#### Stored dataset items
━━━━━━

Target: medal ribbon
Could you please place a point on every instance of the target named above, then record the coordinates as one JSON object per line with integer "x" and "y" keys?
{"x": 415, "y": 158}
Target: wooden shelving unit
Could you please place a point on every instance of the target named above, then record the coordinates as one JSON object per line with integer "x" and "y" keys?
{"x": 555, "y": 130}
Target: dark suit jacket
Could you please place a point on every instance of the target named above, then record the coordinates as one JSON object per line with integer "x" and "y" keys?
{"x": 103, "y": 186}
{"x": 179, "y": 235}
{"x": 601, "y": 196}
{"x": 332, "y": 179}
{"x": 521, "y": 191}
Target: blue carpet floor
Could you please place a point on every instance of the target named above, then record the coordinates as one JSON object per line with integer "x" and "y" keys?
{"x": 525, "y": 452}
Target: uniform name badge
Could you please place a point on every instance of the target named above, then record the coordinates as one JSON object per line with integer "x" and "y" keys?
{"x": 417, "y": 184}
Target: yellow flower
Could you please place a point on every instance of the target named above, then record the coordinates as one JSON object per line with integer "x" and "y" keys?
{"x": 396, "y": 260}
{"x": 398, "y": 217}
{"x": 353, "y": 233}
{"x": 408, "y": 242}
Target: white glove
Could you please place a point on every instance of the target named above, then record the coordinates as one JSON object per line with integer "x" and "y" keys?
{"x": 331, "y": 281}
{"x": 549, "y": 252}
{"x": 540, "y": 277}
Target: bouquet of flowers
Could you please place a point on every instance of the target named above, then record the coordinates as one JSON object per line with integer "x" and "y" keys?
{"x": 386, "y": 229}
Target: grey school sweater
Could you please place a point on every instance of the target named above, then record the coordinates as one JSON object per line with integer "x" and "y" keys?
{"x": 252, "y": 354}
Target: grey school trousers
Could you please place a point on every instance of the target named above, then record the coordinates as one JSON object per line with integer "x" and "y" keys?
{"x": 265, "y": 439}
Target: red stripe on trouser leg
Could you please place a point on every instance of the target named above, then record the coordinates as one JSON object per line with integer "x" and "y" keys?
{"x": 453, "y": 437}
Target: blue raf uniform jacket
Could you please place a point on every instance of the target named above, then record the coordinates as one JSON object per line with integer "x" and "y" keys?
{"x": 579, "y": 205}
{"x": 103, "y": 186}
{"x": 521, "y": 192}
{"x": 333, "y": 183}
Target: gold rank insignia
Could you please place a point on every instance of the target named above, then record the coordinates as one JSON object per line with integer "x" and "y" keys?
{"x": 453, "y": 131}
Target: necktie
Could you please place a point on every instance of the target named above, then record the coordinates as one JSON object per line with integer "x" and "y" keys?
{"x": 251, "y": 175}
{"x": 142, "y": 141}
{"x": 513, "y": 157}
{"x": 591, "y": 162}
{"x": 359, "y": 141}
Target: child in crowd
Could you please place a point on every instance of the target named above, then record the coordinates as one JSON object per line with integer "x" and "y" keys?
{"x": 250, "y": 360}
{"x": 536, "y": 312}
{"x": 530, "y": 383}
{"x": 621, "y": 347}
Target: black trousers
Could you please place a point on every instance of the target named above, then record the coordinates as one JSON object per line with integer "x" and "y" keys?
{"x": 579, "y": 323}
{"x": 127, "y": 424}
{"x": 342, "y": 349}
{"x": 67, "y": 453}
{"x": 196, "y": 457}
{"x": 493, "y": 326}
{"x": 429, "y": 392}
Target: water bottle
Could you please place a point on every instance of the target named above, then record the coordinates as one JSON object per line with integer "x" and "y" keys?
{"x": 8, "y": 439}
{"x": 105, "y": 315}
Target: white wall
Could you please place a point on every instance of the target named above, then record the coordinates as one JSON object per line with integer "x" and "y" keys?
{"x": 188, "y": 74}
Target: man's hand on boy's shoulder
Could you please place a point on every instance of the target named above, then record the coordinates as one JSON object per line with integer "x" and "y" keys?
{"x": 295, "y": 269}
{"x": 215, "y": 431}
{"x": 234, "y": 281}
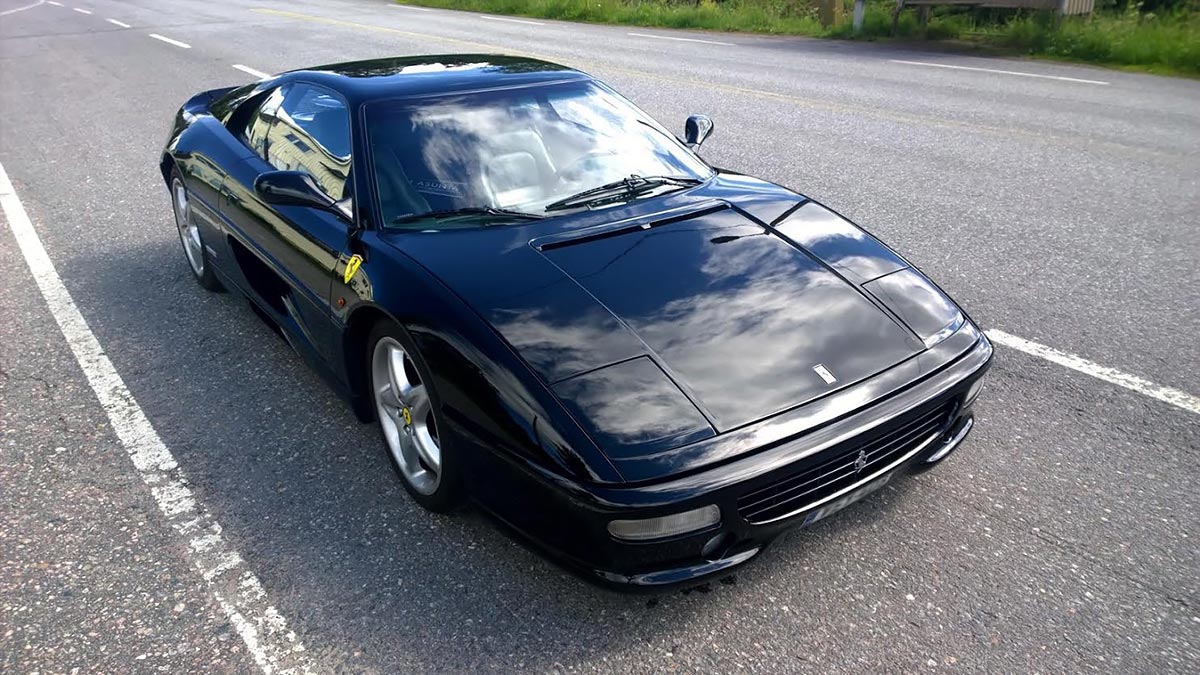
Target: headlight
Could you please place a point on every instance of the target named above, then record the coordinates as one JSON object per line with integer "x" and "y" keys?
{"x": 646, "y": 529}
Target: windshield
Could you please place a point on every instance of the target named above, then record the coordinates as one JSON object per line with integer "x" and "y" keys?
{"x": 515, "y": 150}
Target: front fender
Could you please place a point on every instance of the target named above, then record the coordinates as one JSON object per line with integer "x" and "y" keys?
{"x": 489, "y": 394}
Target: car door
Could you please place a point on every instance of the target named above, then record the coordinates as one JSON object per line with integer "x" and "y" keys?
{"x": 287, "y": 255}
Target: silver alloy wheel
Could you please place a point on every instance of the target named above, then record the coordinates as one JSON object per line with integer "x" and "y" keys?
{"x": 406, "y": 416}
{"x": 189, "y": 232}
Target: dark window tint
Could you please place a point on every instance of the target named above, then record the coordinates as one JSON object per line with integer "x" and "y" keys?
{"x": 312, "y": 133}
{"x": 259, "y": 123}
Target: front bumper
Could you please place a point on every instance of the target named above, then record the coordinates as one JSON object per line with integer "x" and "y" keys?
{"x": 569, "y": 520}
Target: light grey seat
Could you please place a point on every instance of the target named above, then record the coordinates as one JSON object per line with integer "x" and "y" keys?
{"x": 516, "y": 167}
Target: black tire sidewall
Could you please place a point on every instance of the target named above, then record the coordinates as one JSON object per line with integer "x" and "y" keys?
{"x": 449, "y": 494}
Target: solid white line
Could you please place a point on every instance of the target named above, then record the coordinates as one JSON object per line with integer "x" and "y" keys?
{"x": 999, "y": 72}
{"x": 15, "y": 10}
{"x": 249, "y": 70}
{"x": 681, "y": 39}
{"x": 235, "y": 589}
{"x": 508, "y": 19}
{"x": 169, "y": 41}
{"x": 1113, "y": 376}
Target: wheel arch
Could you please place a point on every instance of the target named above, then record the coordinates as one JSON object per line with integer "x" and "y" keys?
{"x": 354, "y": 356}
{"x": 166, "y": 166}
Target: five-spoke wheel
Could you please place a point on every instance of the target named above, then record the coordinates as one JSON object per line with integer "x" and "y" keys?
{"x": 190, "y": 234}
{"x": 406, "y": 408}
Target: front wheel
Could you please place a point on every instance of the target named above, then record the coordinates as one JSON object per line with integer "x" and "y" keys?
{"x": 190, "y": 236}
{"x": 408, "y": 414}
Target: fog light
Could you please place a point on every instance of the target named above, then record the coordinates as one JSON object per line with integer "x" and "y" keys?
{"x": 973, "y": 392}
{"x": 664, "y": 526}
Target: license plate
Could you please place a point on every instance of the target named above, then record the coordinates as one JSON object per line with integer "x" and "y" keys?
{"x": 846, "y": 500}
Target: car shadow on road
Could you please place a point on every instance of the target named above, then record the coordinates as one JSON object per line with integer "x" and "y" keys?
{"x": 306, "y": 494}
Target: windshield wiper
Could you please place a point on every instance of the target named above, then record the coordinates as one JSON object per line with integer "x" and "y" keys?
{"x": 467, "y": 211}
{"x": 621, "y": 190}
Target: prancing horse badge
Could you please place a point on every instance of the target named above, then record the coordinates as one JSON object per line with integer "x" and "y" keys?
{"x": 825, "y": 374}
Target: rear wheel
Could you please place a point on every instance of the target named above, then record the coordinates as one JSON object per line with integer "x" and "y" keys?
{"x": 190, "y": 236}
{"x": 408, "y": 414}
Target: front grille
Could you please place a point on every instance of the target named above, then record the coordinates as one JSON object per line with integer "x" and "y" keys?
{"x": 834, "y": 469}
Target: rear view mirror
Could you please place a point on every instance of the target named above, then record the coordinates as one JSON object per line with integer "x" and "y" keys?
{"x": 696, "y": 130}
{"x": 292, "y": 189}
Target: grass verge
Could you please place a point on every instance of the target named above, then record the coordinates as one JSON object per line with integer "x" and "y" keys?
{"x": 1164, "y": 43}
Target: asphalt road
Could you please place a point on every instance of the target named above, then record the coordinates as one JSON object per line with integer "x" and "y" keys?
{"x": 1062, "y": 537}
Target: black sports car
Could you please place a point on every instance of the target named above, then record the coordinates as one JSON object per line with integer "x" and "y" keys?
{"x": 555, "y": 308}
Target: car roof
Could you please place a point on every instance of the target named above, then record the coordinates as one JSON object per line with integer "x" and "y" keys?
{"x": 414, "y": 76}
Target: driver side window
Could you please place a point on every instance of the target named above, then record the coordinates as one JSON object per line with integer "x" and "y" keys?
{"x": 255, "y": 133}
{"x": 312, "y": 133}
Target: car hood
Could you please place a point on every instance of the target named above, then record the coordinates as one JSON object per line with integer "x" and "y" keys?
{"x": 660, "y": 330}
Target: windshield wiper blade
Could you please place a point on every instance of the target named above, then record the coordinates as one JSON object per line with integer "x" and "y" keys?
{"x": 466, "y": 211}
{"x": 625, "y": 187}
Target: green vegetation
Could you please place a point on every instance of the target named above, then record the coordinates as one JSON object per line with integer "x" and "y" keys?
{"x": 1165, "y": 40}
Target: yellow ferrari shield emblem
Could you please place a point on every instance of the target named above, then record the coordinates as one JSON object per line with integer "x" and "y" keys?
{"x": 352, "y": 266}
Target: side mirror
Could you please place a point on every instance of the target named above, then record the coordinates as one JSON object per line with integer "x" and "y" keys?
{"x": 292, "y": 189}
{"x": 696, "y": 130}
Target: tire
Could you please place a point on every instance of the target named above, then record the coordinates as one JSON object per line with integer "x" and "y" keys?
{"x": 409, "y": 418}
{"x": 195, "y": 251}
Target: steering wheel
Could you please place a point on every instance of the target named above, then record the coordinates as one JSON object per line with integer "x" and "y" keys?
{"x": 570, "y": 173}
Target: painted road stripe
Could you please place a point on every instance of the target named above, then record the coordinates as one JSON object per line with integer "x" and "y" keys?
{"x": 508, "y": 19}
{"x": 1113, "y": 376}
{"x": 251, "y": 71}
{"x": 682, "y": 39}
{"x": 169, "y": 41}
{"x": 234, "y": 587}
{"x": 999, "y": 72}
{"x": 15, "y": 10}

━━━━━━

#### EXERCISE BRIEF
Repeat exactly the lines from the line containing "Target: tire" through the last line of the records above, including both, and nothing else.

#### SOLUTION
Target: tire
Could you please place a point on every instance of the target named above, then record the coordinates as one JSON object per line with integer "x" and "y" keys?
{"x": 409, "y": 418}
{"x": 195, "y": 251}
Target: steering wheel
Could you please place a point on every instance of the target named above, then record the coordinates as one JSON object per line with integer "x" and "y" keys?
{"x": 570, "y": 173}
Target: painted road stripe
Could you please place a point on every instance of the target named above, then record the coordinates as one JSON object per line with integer "x" and "y" keys?
{"x": 508, "y": 19}
{"x": 1113, "y": 376}
{"x": 251, "y": 71}
{"x": 682, "y": 39}
{"x": 169, "y": 41}
{"x": 234, "y": 587}
{"x": 999, "y": 72}
{"x": 15, "y": 10}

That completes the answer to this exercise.